■ **PROBLEM REQUIREMENTS**:
Copy every line of the material below word for word, leaving out the pictures.

■ **GIVEN INFORMATION**:

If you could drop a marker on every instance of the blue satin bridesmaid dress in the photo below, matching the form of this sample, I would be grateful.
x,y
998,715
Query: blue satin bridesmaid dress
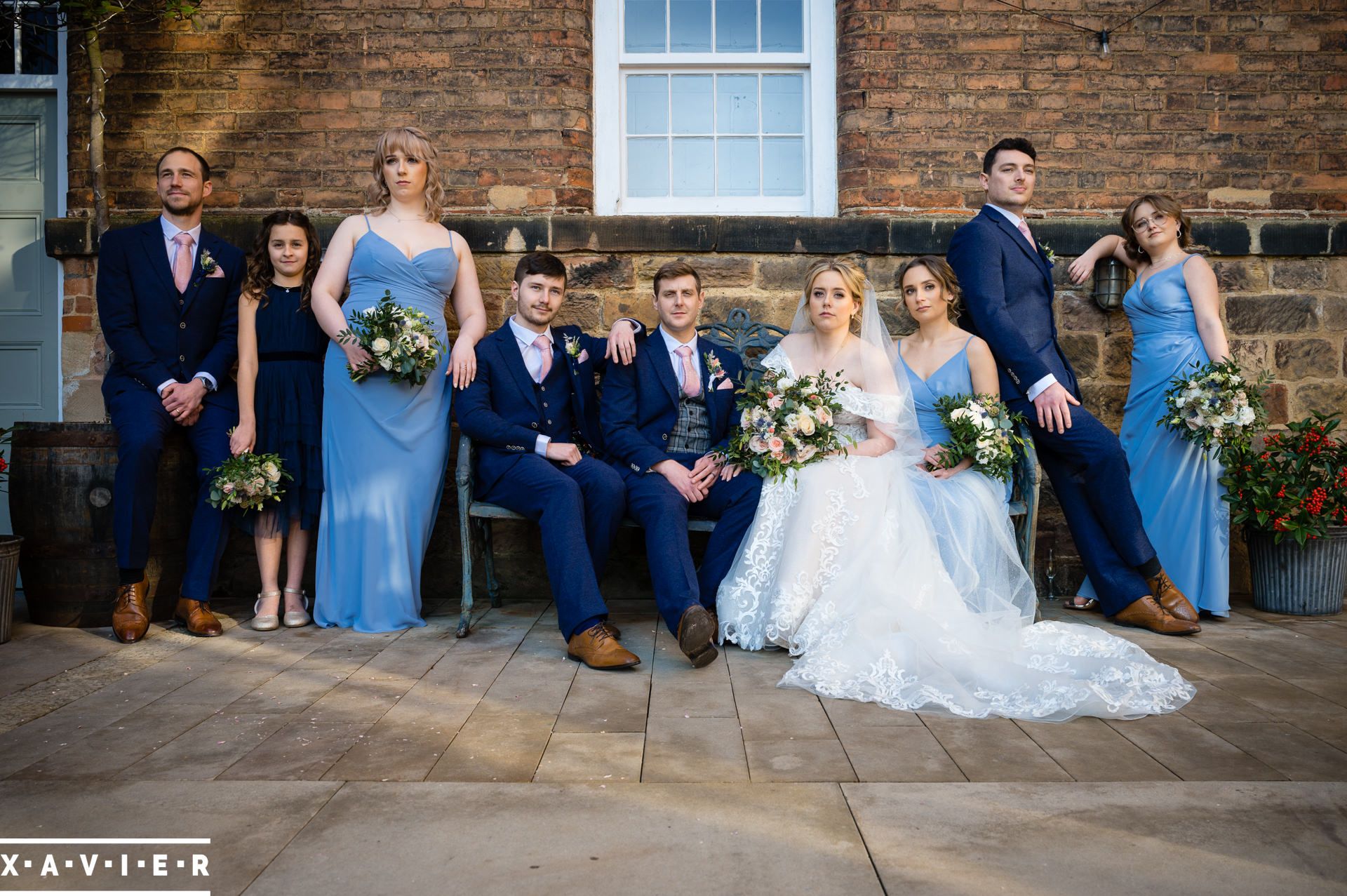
x,y
386,446
1177,483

■ **EXERCISE OUTPUT**:
If you could drop a marker on every instance of the blue satin bridesmaid dress in the photo below, matching the form of this sample, I would be grateful.
x,y
998,715
Query: blue satin bridesmaid dress
x,y
386,446
1177,483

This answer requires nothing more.